(EXERCISE DATA):
========================
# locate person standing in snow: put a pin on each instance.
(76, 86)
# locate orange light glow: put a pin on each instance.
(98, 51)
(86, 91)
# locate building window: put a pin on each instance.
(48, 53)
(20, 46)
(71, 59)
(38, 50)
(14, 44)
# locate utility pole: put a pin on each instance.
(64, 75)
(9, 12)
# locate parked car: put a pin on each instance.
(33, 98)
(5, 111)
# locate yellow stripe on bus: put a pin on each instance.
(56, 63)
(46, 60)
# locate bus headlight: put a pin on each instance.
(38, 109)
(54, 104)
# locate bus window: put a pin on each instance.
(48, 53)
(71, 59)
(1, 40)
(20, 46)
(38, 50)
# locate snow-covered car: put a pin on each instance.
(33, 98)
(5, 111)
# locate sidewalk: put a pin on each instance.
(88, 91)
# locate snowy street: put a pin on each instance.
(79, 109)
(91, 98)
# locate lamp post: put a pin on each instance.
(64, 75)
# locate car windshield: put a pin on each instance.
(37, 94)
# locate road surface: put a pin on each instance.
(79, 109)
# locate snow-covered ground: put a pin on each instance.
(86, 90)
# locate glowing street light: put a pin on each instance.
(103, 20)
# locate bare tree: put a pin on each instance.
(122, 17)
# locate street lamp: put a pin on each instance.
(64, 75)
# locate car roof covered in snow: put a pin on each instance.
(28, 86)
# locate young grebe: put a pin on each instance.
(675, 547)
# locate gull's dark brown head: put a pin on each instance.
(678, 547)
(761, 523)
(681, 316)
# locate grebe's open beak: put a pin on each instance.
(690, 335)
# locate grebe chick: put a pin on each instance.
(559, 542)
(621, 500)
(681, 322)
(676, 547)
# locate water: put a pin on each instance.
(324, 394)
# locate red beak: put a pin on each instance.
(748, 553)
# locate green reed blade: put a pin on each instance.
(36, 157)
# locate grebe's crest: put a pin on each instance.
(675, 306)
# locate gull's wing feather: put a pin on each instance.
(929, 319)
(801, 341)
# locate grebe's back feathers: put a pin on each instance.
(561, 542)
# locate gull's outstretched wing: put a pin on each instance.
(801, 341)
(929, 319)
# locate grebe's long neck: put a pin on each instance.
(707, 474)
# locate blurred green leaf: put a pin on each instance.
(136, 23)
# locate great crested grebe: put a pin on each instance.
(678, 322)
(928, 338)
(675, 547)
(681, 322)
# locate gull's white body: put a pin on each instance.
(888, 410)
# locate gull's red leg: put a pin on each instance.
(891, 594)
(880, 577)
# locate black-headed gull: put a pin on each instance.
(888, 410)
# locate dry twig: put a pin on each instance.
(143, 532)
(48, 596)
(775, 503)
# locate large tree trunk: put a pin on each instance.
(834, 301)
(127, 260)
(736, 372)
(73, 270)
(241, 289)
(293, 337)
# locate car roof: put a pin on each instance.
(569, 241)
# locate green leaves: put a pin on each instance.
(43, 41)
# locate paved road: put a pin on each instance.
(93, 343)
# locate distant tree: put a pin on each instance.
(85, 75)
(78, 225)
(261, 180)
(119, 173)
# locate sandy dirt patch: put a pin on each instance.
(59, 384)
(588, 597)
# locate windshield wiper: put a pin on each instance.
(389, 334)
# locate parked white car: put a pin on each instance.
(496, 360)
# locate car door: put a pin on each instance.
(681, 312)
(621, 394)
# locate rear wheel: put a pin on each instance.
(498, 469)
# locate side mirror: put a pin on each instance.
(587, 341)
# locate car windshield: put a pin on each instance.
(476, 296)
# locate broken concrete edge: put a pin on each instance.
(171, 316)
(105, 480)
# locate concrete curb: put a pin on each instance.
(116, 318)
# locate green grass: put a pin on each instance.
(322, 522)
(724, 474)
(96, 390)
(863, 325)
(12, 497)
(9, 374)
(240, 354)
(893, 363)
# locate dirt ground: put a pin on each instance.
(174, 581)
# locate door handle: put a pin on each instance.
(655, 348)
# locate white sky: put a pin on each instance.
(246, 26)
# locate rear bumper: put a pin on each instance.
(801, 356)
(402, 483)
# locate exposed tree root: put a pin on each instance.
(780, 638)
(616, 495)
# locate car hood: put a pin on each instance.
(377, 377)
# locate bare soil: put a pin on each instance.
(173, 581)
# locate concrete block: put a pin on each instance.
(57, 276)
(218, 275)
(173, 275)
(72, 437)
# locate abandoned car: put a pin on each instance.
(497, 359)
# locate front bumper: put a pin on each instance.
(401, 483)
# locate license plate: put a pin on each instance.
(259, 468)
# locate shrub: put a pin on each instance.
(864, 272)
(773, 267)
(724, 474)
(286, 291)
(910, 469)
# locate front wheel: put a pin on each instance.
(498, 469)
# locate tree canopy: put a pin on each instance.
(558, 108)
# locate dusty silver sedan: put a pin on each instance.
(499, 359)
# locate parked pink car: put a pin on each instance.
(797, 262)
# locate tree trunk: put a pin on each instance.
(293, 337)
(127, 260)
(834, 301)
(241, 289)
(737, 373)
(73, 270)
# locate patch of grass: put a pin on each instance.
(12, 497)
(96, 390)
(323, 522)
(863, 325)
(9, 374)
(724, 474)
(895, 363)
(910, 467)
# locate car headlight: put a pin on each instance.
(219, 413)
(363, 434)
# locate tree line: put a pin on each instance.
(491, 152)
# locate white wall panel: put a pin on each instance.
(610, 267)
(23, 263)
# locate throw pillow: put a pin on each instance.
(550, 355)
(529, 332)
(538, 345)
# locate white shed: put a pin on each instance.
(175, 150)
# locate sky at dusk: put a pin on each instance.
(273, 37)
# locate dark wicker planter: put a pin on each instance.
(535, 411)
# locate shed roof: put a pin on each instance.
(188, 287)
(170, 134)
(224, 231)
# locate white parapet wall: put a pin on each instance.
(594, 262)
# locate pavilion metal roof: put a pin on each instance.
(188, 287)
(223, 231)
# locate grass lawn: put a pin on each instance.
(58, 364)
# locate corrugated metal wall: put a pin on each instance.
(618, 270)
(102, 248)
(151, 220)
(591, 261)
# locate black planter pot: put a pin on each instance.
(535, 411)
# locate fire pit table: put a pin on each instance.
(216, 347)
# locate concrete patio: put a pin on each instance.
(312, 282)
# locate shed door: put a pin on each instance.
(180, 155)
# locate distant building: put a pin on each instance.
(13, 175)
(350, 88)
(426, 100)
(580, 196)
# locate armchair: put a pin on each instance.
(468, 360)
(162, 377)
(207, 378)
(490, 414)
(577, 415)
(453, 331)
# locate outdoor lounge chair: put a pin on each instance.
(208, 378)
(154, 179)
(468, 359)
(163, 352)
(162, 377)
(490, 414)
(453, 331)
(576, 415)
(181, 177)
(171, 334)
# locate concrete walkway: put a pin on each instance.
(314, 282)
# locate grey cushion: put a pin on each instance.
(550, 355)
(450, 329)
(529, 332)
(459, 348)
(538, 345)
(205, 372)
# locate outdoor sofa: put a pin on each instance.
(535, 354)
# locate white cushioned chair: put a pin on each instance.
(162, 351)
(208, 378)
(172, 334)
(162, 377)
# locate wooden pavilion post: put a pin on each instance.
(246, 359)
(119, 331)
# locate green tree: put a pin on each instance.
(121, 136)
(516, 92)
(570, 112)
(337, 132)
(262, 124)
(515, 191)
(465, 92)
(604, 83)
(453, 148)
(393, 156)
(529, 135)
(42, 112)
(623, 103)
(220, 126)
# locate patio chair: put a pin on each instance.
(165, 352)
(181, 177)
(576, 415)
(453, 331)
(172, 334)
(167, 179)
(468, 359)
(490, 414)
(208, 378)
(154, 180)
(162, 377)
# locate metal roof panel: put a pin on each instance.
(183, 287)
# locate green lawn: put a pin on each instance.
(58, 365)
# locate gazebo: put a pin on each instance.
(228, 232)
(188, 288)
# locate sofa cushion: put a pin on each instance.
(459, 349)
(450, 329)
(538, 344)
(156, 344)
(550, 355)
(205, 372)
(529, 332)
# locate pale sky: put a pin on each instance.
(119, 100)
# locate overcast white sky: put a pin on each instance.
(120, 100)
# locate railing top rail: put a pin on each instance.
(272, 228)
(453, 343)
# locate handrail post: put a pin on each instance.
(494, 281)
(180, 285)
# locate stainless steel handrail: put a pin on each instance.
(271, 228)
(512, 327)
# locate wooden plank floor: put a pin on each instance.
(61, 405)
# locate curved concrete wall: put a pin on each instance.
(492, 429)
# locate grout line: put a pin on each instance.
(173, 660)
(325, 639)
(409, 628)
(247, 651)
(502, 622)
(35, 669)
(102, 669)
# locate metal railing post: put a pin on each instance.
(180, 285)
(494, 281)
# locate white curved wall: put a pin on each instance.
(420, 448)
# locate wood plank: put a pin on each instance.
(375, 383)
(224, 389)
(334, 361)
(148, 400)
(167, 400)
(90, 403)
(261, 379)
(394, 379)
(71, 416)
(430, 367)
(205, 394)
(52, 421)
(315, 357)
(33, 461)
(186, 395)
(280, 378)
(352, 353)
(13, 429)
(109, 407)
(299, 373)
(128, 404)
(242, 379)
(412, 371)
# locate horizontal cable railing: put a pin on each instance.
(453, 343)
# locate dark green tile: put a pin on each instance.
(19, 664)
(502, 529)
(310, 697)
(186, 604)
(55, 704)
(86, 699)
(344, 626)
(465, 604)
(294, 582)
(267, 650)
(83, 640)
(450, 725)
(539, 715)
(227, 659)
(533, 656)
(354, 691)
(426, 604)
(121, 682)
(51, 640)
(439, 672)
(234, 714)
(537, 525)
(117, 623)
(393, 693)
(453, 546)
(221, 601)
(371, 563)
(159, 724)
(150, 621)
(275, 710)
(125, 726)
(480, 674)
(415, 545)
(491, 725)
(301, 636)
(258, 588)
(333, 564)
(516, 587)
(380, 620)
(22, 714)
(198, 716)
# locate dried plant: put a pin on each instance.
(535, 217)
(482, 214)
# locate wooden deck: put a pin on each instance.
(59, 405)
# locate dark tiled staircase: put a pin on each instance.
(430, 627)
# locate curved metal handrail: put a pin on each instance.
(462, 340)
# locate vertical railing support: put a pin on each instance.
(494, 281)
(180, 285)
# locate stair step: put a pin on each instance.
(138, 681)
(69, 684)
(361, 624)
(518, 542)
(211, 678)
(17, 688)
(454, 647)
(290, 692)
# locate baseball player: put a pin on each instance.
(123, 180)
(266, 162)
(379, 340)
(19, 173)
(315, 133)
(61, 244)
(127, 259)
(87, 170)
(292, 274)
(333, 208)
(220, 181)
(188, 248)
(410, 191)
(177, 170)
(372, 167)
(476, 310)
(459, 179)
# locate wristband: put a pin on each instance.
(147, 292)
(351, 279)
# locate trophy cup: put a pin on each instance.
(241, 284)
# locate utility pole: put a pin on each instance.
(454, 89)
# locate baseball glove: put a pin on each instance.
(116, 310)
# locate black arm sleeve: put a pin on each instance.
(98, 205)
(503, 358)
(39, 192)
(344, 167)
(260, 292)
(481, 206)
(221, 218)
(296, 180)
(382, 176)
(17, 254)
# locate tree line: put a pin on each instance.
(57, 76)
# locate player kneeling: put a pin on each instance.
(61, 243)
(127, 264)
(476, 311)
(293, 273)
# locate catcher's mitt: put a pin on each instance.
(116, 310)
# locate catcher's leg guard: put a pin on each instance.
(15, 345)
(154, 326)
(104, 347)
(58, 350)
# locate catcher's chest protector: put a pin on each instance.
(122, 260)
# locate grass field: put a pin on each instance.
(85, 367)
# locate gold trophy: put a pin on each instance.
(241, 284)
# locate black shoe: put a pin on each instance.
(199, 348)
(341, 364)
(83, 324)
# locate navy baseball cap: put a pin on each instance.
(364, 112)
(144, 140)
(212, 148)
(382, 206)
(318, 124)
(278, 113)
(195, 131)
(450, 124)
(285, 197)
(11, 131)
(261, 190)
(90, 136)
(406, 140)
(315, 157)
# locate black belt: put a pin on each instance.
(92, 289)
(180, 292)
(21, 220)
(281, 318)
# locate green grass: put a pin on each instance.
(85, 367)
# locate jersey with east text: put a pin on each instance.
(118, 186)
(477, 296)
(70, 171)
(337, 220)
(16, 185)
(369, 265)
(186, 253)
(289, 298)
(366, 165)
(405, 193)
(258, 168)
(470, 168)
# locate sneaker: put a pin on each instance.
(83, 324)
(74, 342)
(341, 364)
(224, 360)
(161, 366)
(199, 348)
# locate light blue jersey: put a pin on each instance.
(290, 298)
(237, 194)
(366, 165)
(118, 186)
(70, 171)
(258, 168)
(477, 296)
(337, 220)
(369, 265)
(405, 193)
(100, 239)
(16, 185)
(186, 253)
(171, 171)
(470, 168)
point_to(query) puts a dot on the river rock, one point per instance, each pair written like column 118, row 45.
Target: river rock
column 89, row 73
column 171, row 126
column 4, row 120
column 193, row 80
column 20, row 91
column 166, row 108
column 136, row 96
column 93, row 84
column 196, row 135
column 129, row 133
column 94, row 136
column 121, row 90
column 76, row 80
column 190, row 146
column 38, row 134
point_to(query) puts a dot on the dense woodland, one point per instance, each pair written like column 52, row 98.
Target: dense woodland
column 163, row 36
========================
(WHAT THIS TASK INVOLVES): Each line in the material with "point" in it must be reported.

(ANSWER TO THIS TASK):
point_to(query) puts a dot on the river rock, one point per instance, each pair written like column 118, row 45.
point_to(query) puts a dot on the dense woodland, one point per instance, each pair written like column 52, row 98.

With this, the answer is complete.